**GIVEN REQUEST:**
Every entry that follows should be repeated exactly; drop the images.

################

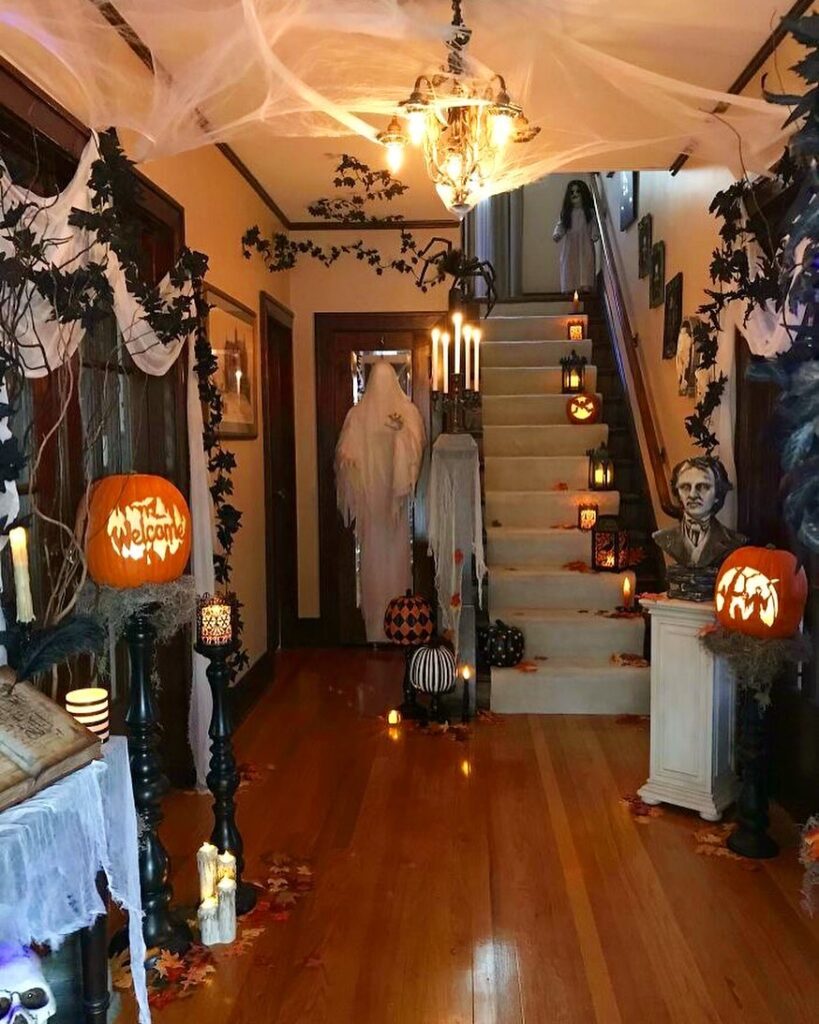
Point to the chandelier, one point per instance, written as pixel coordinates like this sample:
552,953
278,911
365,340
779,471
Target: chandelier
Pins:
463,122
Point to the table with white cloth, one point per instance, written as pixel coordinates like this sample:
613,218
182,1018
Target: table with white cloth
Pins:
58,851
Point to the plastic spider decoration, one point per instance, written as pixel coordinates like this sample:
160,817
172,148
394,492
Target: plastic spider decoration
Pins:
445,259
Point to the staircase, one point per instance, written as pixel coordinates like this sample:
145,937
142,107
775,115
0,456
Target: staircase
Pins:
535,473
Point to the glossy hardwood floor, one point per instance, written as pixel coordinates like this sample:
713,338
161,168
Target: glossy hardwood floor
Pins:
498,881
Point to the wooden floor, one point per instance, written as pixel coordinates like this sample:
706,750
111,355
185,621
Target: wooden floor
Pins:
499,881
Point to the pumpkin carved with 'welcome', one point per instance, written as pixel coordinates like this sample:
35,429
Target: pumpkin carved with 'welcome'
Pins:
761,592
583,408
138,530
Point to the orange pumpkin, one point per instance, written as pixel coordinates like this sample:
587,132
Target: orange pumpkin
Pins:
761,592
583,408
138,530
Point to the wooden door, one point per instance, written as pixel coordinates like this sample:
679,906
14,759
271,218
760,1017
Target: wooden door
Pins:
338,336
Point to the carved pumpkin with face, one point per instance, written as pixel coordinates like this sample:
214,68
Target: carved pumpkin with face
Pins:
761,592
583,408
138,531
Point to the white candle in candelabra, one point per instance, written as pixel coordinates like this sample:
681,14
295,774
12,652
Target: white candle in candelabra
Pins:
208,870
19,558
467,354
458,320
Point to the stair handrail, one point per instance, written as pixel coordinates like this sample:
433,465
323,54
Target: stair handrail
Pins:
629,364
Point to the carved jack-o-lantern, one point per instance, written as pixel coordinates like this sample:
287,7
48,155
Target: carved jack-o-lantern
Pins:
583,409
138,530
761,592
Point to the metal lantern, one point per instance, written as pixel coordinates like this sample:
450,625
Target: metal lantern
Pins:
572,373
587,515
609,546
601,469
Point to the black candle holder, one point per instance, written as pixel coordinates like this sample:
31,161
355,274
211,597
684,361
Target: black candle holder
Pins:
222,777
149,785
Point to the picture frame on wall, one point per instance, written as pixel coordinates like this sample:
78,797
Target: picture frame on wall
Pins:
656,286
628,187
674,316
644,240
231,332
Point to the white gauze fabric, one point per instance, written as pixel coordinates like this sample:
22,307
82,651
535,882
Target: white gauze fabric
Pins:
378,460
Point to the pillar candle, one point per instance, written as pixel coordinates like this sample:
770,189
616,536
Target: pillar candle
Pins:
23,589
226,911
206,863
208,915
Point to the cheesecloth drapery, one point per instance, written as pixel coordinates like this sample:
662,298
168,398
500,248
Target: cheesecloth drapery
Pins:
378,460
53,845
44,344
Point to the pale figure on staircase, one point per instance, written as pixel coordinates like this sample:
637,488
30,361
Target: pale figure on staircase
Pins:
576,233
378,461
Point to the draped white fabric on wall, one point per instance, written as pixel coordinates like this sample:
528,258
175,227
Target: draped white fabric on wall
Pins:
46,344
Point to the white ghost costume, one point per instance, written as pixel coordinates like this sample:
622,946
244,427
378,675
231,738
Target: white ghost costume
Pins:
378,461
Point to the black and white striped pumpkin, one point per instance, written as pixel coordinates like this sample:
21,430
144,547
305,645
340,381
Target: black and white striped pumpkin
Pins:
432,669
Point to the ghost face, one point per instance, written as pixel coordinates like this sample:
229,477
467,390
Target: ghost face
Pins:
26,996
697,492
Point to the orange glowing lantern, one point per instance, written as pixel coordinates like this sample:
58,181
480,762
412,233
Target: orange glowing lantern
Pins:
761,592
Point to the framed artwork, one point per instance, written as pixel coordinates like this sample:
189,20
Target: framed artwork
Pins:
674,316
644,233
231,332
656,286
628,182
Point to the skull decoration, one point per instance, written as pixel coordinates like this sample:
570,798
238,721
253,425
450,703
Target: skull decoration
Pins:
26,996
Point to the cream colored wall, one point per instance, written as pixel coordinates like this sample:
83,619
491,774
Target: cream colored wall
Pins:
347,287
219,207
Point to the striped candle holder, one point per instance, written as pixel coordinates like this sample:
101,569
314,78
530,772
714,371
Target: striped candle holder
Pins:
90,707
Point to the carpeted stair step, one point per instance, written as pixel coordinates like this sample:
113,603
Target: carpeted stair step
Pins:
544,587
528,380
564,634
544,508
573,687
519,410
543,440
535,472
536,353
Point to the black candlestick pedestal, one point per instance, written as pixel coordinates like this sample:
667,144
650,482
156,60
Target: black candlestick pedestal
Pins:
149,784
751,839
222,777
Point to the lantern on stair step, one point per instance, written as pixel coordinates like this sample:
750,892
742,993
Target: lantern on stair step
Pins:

################

**EXERCISE ANSWER:**
Point to the chandelier, one point per instance, written as pixel coordinates like this sample:
552,953
278,911
365,340
779,471
Target: chandelier
Pins:
463,122
Point to the table with white cloth, one point per instance, written as pixel coordinates like this sample:
613,218
182,1018
Target: table with white cloth
Pins:
58,851
Point to the plastic spider decoration, one point per instance, written as pixel coordinates like this sample:
160,817
172,148
394,492
Target: plastic spider decoration
Pins:
445,259
Point to the staircase, one point per instance, written as pixel coordinates like this sample:
145,937
142,107
775,115
0,456
Target: staircase
Pins:
535,473
Point to the glossy hardwood floor, one point per instance, written as pixel coordinates like this sample:
713,338
161,168
Target: glossy hardwood floor
Pins:
498,881
Point to the wooden floor, one point per instance, written as pixel coordinates like this sample:
706,750
111,355
185,621
Target: wooden floor
Pins:
499,881
Point to the pumpkin carved with 'welcome', one point per instance, written as pixel coordinates like this sample:
35,429
Target: pumpkin carved with 'welcome'
Pins:
761,592
583,408
138,530
Point to the orange pumpkin, one point per instance, written as pixel coordinates like this sample:
587,132
Target: orange pumpkin
Pins:
761,592
583,408
138,530
Point to the wooden door, one point per instance, written as pixel coordinates like this sample:
679,906
14,759
271,218
760,1017
Target: wooden door
Pins:
338,336
Point to the carved pumpkin with face, one point per instance, written as pixel coordinates like this sample:
214,68
Target: carved pumpkin with face
Pins:
761,592
583,408
138,531
Point to the white candle in candelabra, one point per instance, written as pixel coordinates like this sample:
681,14
295,774
12,652
Target: white candle in candelabra
Pins:
208,870
19,558
467,354
458,320
Point to the stair handrail, one point per instance, written as pixel coordinates like this sample:
433,465
323,54
Target: stair handrail
Pins:
629,364
Point to the carved jack-o-lantern, one point per instance, written as pixel coordinates like this sample:
287,7
48,155
Target: carved jack-o-lantern
Pins:
583,409
138,530
761,592
Point to the metal lantern, one point per instance, written as pixel coordinates like this sample:
450,625
Target: metal lantern
Pins:
572,373
587,515
609,546
601,469
Point to the black candle holder, one point per instance, written as pixel coordinates like this sample:
31,161
355,274
211,597
684,361
Target: black candle holder
Pins:
222,777
149,785
Point to the picture frame on wall, one point per instance, written as pixel coordinates like this sample:
78,797
Target: picture frame on wall
Pins:
656,286
628,187
674,316
644,240
231,332
Point to the white gauze fabric, one point per instance, written as pixel coordinates like this sample:
22,307
82,651
535,882
Target: white gauze fabric
Pins:
378,460
Point to the pillar candle, one point per instance, written as pixel coordinates like this sample:
770,189
616,536
Target: pillar candle
Pins:
23,589
226,911
206,863
208,915
Point to the cheesecloth drapery, one point per instance, written as pixel coordinates like this sample:
662,298
168,398
500,248
Target: cheesecloth drapery
Pins:
378,460
53,845
44,344
Point to the pale figure on staircase, one point per instance, written as pixel coordinates like this sample:
637,488
30,361
Target: pale figure on staircase
Pins:
576,233
378,461
Point to the draped white fabric on wall, one point per instance, written as pixel coordinates like this sample:
528,258
175,227
Target: draped white fabric on wall
Pins:
46,344
Point to the white ghost costume, one point per instance, written as pixel coordinates like this sample:
622,946
244,427
378,675
231,738
Target: white ghost costume
Pins:
378,461
Point to the black and white striped pumpkin, one point per instance, written as pixel coordinates like this sample:
21,430
144,547
305,645
340,381
Target: black and white striped pumpkin
Pins:
432,669
Point to the ghost face, one point per instance, written as pixel coordinates like this sample:
229,477
467,390
Target: ghost face
Pins:
26,996
697,492
Point to the orange glowing lantern, one point per instance, written as pixel coordinates like this sample:
58,181
480,762
412,233
Target: orange glowing lantern
Pins:
761,592
Point to the framed artwork, one point per instance, written as pixel coordinates like this sample:
189,20
Target: framed artwork
Pins:
674,316
644,233
231,332
656,286
628,182
Point to the skull decoration, one point per instance, written as pixel coordinates like this sample:
570,798
238,721
253,425
450,703
Target: skull decoration
Pins:
26,996
Point to the cream colored wall, one point per instance, written as pixel coordinates like this sample:
83,619
491,774
Target: cream colored wall
Pins:
347,287
219,207
Point to the striped candle holder, one point per instance, written as pixel coordinates like this sample:
101,569
314,78
530,772
714,371
Target: striped candle holder
Pins:
90,707
Point to the carpeted stair step, one point per instance, written as pixel coordinates like this sample:
113,603
Target: carpeted stair step
Pins:
544,587
528,380
564,634
544,508
573,687
519,410
543,440
535,472
536,353
Point to the black candlestick pedestal, one point per instance, written as pixel coordinates like this sample:
667,144
650,482
156,60
Target: black candlestick pedestal
Pins:
149,784
751,839
222,777
Point to the lantern on stair step, one point per instance, written as pixel coordinates like this sample:
750,892
742,993
Target: lantern on stair step
Pins:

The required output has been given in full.